YOUR INSTRUCTIONS: Render every line of the data below as a JSON list of strings, with one string per line and no blank lines.

[Records]
★ ★ ★ ★ ★

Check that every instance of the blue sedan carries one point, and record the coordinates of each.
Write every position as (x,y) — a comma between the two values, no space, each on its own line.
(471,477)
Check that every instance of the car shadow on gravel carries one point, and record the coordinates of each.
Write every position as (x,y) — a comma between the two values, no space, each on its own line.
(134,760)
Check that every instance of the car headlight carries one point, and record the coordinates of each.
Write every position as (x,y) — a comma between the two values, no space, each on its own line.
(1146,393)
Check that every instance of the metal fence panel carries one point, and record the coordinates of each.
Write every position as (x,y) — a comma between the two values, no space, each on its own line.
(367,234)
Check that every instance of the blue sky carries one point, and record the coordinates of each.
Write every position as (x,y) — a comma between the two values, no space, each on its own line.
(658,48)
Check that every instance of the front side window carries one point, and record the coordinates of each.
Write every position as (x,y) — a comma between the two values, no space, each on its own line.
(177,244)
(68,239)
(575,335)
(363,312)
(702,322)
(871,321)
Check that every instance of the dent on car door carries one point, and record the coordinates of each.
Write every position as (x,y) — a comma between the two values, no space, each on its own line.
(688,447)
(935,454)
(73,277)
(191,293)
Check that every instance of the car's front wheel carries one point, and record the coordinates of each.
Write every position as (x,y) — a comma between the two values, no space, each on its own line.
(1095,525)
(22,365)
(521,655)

★ ★ ★ ★ ★

THE REPLY:
[
  "Check that every instance of the blue sedan carries one point, and record the coordinates of each.",
  "Write every position as (x,y) — a comma between the two values, no space, each on its own line.",
  "(471,477)",
  "Check that every instance of the car shadow on gravel carries one point, and record the coordinates of each.",
  "Write every position as (x,y) — a comma between the two values, no space, each on its own line.",
  "(134,760)",
  "Check that every instance of the car headlight carries one point, and record the coordinates of each.",
  "Write every position as (x,y) — a comma between the two values, no space, each on its own line.",
  "(1146,393)",
  "Check that every instance of the metal fence panel carries one point, and record the coordinates of each.",
  "Write every position as (x,y) — a comma between the two values, no space, each on its own line.",
  "(367,234)",
  "Check that every instance of the blue sky carries one point, and record the coordinates of each.",
  "Write every position as (x,y) — a comma between the two values, no space, each on its own line.",
  "(658,48)",
  "Check that every instance of the front side window carries one point, and record the coordinates of each.",
  "Write every position as (x,y) — a comma between the two values, no space, each on its own line.",
  "(177,244)",
  "(68,239)",
  "(575,335)",
  "(363,312)",
  "(702,322)",
  "(871,321)",
  "Check that every instance of the dent on car door carries one point, and record the coordinates of each.",
  "Write every position as (x,y) — a comma between the two values, no space, each on its own line.",
  "(688,447)",
  "(935,454)",
  "(73,277)",
  "(191,293)",
  "Check that every instance of the car's front wheel carries one point, and record the coordinates of each.",
  "Write every position as (x,y) — a comma between the two values, no space, each on its own line.",
  "(1095,525)",
  "(22,365)",
  "(521,655)"
]